*Pedido escrito*.
No texto sobre a fotografia O jardim, por que motivo Deana Lawson viajou da América a África em 2015? Responda em uma ou duas frases.

*Fonte*.
··········
O jardim

The Garden, Gemena, DR Congo, de Deana Lawson, 2015.The Garden, Gemena, DR Congo, de Deana Lawson, 2015.

A imagem mostra um homem e uma mulher num jardim. Ele parece apaixonado. Tem a mão aberta sobre o ventre dela e um olhar consolador, mas também triste. Ela tem o olhar no vazio, não o encara. Parece o momento após terem perdido um filho e não um instante numa gravidez. É algures no Congo, numa aldeia remota: Gemena. Ela tem o cabelo trançado com extensões. Tem madeixas. Ele rapou o cabelo com uma máquina, como fazem os rapazes nas cidades. A imagem é de Deana Lawson, que viajou da América a África em 2015 à procura dos jardins de Bosch.

Perdemos o nosso filho, diz o olhar de Eva. Outros virão, diz-lhe Adão. Será que importa que, em plano recuado, se veja apenas sombra, que mesmo as plantas de Gemena pareçam artificiais?

Qual o nosso lugar nesta história, podia pensar Eva. Porque nos deixaram aqui aos dois? No jardim de Lawson é o olhar de Eva que faz as perguntas. Quando começou o mundo? A mão de Adão sobre o seu ventre desconversa, consolando-a das dúvidas.

“Precisei de descolonizar a minha imaginação”, afirmou Deana sobre esta peça à Interview Magazine. Mas o olhar de Eva captura os avanços e recuos desse processo e não o resolve. Pergunta sem responder: quem nos deixou aqui, porque nos abandonaram aqui, porquê, porquê — porquê?

Eva pergunta. Adão consola-a. Terá sido assim? Ela metendo o nariz onde não era chamada, como uma menina de três anos: porquê que há aqui tanta fruta, porquê que esta flor é amarela, porquê, porquê, por que é que não posso trincar esta maçã? E ele, Adão, paciente, sem curiosidade, agradecido, sem querer saber mais do que aquilo que lhe foi explicado.

Perderam o seu filho ou alguém ficou de aparecer e não apareceu? Será que, pelo contrário, ela está grávida e nada é o que primeiro me pareceu?
··········
*Linhas fornecidas*.
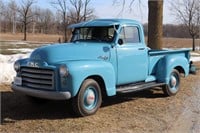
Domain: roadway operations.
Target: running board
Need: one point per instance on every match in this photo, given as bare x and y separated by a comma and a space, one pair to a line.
137, 87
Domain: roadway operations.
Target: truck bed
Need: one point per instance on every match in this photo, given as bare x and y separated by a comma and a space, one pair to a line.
156, 55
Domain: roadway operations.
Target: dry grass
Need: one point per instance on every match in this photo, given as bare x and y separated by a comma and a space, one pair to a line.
145, 111
30, 37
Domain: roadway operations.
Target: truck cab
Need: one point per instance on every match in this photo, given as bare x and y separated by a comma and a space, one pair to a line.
103, 57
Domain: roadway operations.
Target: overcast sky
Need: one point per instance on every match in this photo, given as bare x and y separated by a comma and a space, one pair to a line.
106, 9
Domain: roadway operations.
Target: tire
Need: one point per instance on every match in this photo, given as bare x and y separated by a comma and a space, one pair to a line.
173, 86
88, 99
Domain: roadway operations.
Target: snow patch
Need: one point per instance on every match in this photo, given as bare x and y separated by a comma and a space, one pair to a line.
7, 71
24, 50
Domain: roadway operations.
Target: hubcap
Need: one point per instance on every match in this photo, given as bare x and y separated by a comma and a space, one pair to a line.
90, 98
173, 81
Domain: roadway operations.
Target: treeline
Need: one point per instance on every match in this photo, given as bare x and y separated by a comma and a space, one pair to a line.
26, 16
46, 21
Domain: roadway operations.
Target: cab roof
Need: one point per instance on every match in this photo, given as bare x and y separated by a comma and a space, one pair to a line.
104, 22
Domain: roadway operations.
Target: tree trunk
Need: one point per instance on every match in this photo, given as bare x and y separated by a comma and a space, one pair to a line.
193, 43
25, 32
155, 24
64, 26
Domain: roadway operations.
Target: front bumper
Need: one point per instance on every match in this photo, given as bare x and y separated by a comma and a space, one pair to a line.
52, 95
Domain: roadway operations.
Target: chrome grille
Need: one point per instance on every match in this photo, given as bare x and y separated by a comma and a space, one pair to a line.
37, 78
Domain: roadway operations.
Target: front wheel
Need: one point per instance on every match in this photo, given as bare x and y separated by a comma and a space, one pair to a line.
172, 87
89, 98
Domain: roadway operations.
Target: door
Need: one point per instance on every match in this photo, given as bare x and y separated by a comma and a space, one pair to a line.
132, 56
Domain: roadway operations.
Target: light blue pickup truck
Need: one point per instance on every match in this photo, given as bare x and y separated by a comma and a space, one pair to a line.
104, 57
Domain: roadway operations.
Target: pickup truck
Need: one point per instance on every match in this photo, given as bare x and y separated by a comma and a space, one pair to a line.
105, 57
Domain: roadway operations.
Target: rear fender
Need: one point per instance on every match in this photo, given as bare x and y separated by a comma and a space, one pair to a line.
168, 63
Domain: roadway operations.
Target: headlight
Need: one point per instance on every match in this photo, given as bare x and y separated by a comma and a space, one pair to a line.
63, 71
17, 66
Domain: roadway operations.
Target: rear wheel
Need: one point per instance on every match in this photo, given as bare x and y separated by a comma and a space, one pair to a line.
89, 98
173, 86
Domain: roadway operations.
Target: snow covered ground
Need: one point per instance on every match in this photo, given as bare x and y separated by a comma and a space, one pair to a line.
7, 72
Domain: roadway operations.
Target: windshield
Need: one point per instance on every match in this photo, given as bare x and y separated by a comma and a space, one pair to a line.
98, 34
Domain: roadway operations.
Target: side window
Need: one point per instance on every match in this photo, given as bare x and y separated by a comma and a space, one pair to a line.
130, 34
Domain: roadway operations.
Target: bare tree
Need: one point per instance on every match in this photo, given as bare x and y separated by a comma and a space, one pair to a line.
188, 13
44, 19
155, 23
80, 11
26, 14
61, 6
12, 9
1, 12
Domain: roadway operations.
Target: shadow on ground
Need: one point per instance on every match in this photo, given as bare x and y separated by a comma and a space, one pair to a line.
19, 107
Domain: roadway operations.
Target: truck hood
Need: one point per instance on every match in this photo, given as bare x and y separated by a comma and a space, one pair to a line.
71, 51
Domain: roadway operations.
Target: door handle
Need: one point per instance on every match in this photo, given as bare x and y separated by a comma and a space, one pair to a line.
141, 48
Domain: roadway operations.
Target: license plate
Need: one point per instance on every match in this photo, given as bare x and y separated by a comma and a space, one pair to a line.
17, 80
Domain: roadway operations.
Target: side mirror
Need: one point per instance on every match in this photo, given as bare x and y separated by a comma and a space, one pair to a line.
120, 41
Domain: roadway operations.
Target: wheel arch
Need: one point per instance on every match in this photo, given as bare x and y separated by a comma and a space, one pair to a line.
101, 83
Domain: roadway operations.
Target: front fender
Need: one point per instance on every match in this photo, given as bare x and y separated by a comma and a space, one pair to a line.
168, 63
80, 70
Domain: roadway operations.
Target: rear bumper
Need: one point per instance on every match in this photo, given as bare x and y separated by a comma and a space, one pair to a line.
52, 95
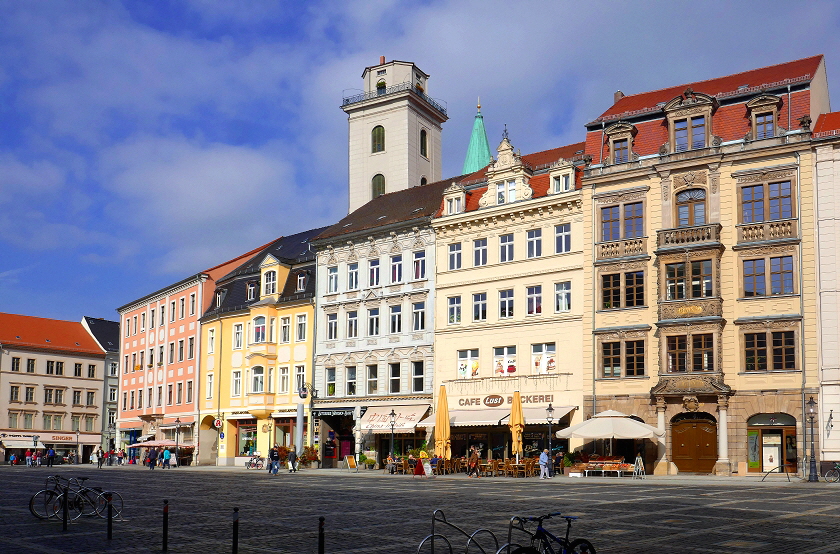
··········
*Resultado*.
Deana Lawson viajou da América a África em 2015 à procura dos jardins de Bosch. A imagem de que o texto fala, de um homem e uma mulher num jardim, foi feita em Gemena, uma aldeia remota no Congo.